### Dataset

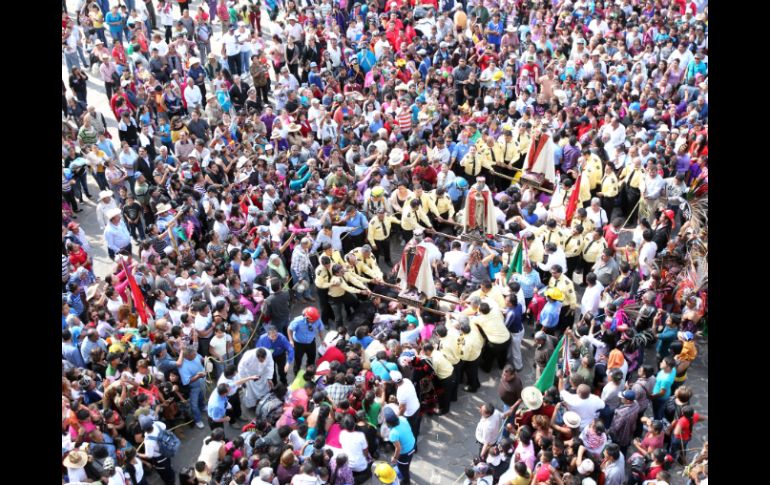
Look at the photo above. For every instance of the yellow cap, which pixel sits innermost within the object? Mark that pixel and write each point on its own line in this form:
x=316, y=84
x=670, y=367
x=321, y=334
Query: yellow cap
x=385, y=473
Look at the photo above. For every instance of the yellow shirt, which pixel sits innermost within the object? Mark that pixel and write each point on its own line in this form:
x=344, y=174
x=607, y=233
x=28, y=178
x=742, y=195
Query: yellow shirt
x=379, y=230
x=473, y=163
x=573, y=245
x=367, y=266
x=338, y=287
x=594, y=170
x=493, y=326
x=632, y=176
x=443, y=205
x=551, y=235
x=322, y=277
x=412, y=218
x=536, y=251
x=494, y=294
x=593, y=249
x=469, y=345
x=588, y=224
x=441, y=365
x=610, y=186
x=449, y=348
x=505, y=152
x=567, y=287
x=427, y=203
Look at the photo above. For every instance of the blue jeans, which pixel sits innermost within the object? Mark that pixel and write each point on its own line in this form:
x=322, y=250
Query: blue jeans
x=117, y=35
x=676, y=447
x=245, y=58
x=299, y=277
x=71, y=60
x=197, y=399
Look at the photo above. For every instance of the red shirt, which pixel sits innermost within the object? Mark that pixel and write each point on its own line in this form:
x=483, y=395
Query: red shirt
x=611, y=237
x=332, y=353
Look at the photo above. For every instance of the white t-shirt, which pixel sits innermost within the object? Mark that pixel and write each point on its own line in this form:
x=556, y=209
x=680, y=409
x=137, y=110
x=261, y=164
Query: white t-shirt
x=151, y=448
x=219, y=344
x=591, y=299
x=118, y=478
x=586, y=408
x=354, y=444
x=455, y=261
x=231, y=44
x=407, y=395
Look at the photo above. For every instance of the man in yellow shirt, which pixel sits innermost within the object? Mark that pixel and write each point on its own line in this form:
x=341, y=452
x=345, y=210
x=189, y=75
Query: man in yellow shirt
x=323, y=274
x=426, y=201
x=378, y=234
x=474, y=162
x=550, y=233
x=490, y=292
x=573, y=249
x=445, y=373
x=342, y=296
x=413, y=217
x=469, y=346
x=498, y=338
x=444, y=208
x=608, y=192
x=569, y=305
x=449, y=349
x=366, y=264
x=592, y=249
x=631, y=179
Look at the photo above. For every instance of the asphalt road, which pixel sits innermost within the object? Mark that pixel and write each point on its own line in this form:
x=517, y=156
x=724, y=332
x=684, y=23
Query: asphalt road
x=447, y=444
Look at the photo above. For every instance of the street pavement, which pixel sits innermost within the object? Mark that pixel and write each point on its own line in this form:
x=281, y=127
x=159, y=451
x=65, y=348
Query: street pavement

######

* _Problem to solve_
Rescale the records above from their start through the line containing "x=385, y=473", both included, giving only those lines and leaving out the pictures. Copy every line, requests included. Multiply each answer coordinate by 2.1 and round it to a whole number, with halves rounded up.

* _Result_
Look at the photo above. For every instance of the yellow cap, which pixel sits innermost within the object? Mark that pixel and write each point on its own line in this form:
x=316, y=84
x=670, y=367
x=321, y=334
Query: yellow cap
x=809, y=993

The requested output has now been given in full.